(Records from a point labeling set)
________
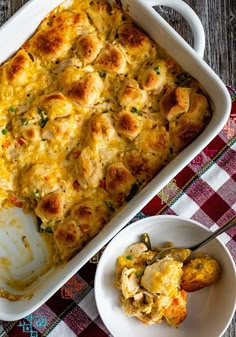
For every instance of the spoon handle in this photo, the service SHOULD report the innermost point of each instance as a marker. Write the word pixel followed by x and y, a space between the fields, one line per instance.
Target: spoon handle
pixel 229 224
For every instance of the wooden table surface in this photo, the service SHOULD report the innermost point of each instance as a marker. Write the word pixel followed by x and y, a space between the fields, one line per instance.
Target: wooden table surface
pixel 219 21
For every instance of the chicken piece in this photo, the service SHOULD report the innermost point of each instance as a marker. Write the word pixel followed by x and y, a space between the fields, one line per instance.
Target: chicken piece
pixel 88 47
pixel 163 277
pixel 19 69
pixel 89 170
pixel 131 96
pixel 119 180
pixel 51 207
pixel 111 59
pixel 56 105
pixel 153 78
pixel 135 41
pixel 128 125
pixel 87 90
pixel 68 238
pixel 135 250
pixel 40 180
pixel 175 102
pixel 200 272
pixel 129 282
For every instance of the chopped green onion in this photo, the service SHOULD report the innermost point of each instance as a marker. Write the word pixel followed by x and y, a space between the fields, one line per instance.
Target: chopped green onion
pixel 24 121
pixel 36 194
pixel 4 131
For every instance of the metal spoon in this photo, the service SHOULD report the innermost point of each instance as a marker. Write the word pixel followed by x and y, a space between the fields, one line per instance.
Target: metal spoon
pixel 177 251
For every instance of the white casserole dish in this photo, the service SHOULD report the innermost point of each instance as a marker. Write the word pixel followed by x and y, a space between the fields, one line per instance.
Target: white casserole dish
pixel 15 225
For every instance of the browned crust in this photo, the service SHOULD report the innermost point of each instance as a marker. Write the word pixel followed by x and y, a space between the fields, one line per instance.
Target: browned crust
pixel 67 235
pixel 111 59
pixel 49 42
pixel 52 205
pixel 131 36
pixel 16 66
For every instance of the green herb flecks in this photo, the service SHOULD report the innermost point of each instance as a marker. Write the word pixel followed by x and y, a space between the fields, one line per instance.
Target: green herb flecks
pixel 102 74
pixel 43 118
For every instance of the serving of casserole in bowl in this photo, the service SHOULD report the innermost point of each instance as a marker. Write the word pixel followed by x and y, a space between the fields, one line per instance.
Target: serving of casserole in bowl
pixel 100 107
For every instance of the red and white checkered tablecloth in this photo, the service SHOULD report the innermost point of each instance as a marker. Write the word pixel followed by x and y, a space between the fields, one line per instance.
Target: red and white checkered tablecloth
pixel 207 186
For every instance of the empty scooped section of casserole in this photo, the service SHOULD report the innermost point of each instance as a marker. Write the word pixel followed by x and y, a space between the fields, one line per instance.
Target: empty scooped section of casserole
pixel 158 291
pixel 91 109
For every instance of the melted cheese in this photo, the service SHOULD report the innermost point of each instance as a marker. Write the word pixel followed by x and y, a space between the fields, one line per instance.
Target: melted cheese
pixel 90 110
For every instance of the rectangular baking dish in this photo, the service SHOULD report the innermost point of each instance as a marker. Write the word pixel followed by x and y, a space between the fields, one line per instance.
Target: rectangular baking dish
pixel 14 224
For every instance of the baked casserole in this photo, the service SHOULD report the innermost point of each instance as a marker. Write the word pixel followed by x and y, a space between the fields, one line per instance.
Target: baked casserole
pixel 91 110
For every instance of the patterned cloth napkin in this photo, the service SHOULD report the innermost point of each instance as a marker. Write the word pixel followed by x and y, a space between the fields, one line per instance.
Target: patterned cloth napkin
pixel 207 186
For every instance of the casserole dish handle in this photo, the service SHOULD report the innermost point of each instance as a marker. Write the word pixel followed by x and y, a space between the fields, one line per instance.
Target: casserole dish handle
pixel 190 16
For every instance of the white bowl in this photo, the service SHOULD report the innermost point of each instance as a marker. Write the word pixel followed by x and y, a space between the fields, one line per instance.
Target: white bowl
pixel 210 310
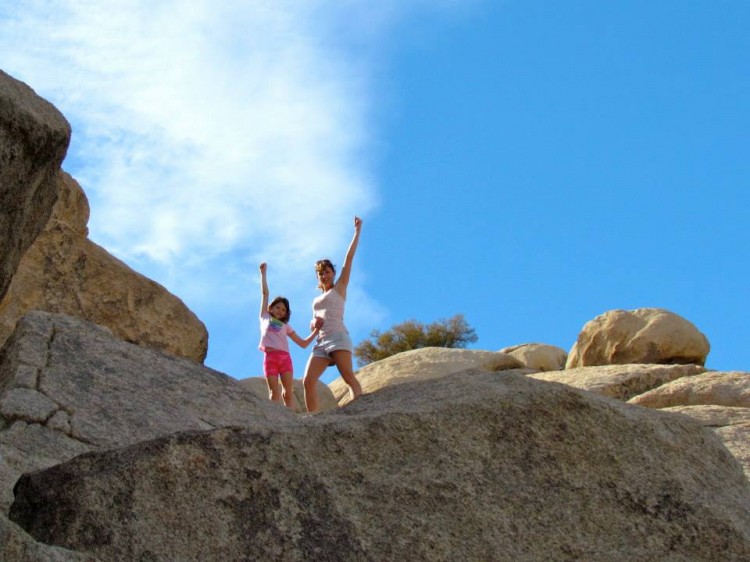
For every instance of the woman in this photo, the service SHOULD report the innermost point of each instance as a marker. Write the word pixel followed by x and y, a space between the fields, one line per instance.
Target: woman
pixel 333 346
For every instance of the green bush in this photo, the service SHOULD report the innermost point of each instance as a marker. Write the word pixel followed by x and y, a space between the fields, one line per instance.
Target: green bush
pixel 454 332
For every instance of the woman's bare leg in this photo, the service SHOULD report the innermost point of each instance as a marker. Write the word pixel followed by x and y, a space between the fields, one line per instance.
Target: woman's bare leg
pixel 314 368
pixel 274 390
pixel 343 361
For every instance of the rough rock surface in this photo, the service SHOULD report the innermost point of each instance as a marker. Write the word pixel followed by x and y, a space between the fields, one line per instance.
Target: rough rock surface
pixel 63 271
pixel 67 386
pixel 720 388
pixel 644 335
pixel 538 356
pixel 258 386
pixel 18 546
pixel 34 139
pixel 714 416
pixel 622 382
pixel 421 364
pixel 549 473
pixel 731 424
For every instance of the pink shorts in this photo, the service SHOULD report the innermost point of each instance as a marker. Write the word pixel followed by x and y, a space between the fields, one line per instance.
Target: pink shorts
pixel 276 363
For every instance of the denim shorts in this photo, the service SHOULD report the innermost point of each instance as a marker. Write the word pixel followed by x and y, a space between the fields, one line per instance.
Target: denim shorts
pixel 338 341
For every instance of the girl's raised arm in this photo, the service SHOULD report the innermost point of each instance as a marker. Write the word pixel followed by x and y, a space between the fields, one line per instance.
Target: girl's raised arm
pixel 343 281
pixel 263 289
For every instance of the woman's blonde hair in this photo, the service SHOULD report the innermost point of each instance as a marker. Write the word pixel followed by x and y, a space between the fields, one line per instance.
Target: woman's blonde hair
pixel 320 265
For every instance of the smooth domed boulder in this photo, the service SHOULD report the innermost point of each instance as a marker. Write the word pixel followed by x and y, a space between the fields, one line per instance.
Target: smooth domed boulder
pixel 259 387
pixel 538 356
pixel 68 386
pixel 644 335
pixel 34 138
pixel 720 388
pixel 65 272
pixel 504 468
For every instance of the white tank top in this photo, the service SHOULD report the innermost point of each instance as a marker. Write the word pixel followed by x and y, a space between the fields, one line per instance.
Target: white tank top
pixel 330 307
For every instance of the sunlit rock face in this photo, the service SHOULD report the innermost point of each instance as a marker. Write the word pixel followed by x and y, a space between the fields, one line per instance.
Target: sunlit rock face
pixel 47 261
pixel 34 139
pixel 503 468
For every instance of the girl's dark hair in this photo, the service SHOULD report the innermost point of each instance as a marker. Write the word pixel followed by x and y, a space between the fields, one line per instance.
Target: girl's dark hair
pixel 320 265
pixel 288 309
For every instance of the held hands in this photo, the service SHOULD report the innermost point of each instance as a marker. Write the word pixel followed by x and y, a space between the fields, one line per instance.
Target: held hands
pixel 316 324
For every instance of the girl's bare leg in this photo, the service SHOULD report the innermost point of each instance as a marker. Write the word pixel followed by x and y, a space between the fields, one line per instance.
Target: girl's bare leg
pixel 274 390
pixel 287 390
pixel 343 361
pixel 313 370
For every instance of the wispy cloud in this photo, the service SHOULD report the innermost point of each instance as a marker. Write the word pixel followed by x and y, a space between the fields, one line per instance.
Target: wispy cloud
pixel 211 135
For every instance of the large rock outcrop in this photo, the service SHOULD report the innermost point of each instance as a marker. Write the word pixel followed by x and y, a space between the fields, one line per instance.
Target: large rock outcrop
pixel 34 139
pixel 65 272
pixel 644 335
pixel 68 386
pixel 505 468
pixel 422 364
pixel 731 388
pixel 538 356
pixel 622 382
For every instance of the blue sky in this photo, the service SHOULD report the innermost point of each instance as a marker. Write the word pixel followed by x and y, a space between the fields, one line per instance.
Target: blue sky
pixel 530 164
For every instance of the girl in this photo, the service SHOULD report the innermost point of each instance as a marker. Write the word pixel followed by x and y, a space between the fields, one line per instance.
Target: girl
pixel 274 329
pixel 334 346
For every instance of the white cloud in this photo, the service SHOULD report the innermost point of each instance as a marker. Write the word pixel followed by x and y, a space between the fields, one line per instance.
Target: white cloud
pixel 210 135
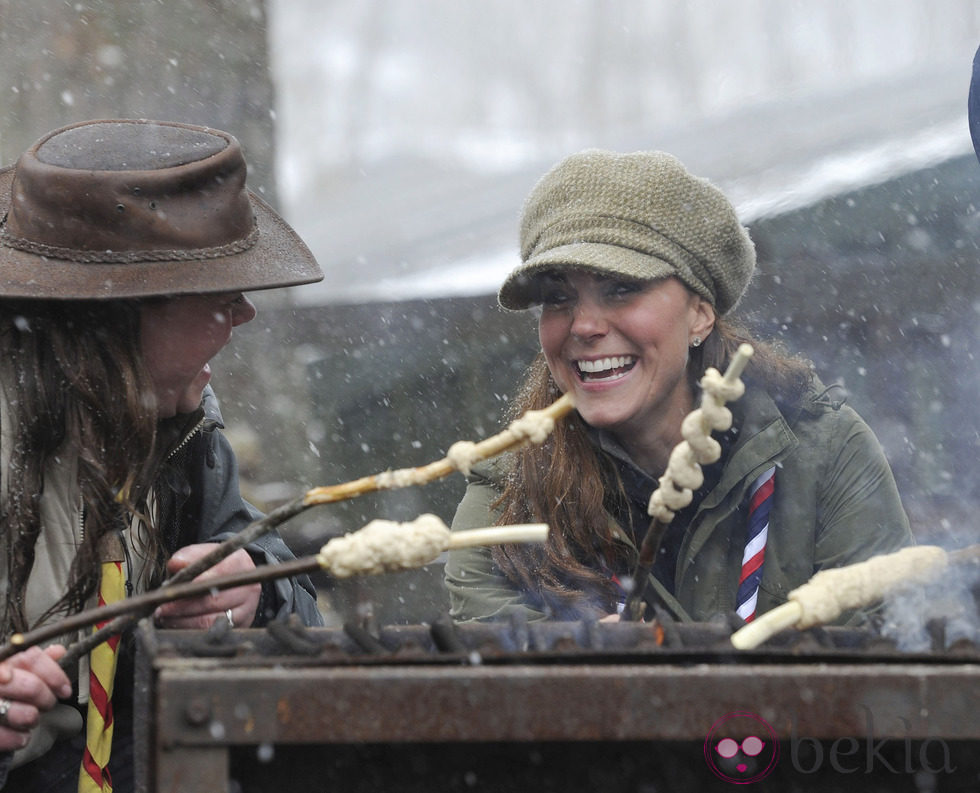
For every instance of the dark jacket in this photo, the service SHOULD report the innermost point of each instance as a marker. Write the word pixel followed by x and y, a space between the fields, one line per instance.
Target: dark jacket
pixel 835 503
pixel 199 501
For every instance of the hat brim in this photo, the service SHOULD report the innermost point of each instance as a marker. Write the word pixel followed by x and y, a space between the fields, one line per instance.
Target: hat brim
pixel 520 290
pixel 278 258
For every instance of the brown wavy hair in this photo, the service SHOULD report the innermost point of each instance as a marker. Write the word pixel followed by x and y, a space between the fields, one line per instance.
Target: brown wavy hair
pixel 75 382
pixel 568 484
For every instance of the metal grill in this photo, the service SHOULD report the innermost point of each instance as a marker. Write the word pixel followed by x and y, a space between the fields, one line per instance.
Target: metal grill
pixel 449 707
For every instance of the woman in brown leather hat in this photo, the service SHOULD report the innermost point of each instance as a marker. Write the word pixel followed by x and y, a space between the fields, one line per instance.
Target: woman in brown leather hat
pixel 126 248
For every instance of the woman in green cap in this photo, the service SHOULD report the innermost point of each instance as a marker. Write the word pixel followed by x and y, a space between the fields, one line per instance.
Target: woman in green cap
pixel 126 250
pixel 634 265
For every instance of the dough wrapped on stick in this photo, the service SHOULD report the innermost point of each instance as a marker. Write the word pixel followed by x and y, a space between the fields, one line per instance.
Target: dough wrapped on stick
pixel 381 546
pixel 831 592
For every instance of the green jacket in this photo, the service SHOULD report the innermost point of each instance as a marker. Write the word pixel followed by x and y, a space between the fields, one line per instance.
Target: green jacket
pixel 835 503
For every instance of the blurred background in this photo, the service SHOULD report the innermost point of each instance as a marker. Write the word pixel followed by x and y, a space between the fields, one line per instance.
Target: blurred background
pixel 400 138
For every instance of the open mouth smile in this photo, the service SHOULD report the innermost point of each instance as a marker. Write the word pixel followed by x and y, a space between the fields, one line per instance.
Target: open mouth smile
pixel 604 369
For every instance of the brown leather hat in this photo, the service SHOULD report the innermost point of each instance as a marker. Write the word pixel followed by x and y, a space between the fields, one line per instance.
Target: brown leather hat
pixel 126 208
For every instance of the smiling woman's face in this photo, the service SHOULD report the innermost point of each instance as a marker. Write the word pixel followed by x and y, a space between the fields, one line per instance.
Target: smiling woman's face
pixel 620 346
pixel 179 335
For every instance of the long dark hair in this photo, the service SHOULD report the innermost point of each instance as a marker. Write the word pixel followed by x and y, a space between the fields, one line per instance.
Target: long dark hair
pixel 566 482
pixel 75 384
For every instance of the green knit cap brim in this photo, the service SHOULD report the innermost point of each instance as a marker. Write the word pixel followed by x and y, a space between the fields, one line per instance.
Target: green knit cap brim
pixel 522 288
pixel 642 216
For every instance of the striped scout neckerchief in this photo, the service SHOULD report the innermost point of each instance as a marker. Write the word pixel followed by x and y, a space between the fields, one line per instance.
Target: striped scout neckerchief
pixel 753 557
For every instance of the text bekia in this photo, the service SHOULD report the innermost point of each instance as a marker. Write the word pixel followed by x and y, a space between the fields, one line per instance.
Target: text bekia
pixel 851 755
________
Problem details —
Copy out, word for word, the part of the data above that begins with the line containing "For every instance of the wooden" and ends with the line containing "pixel 219 21", including both of those lines.

Solved problem —
For every instance of the wooden table surface in this photo, the service SHOULD report the innermost point of each instance as a marker. Write the word pixel followed by x and y, a space between the fields, one line per instance.
Target: wooden table surface
pixel 219 21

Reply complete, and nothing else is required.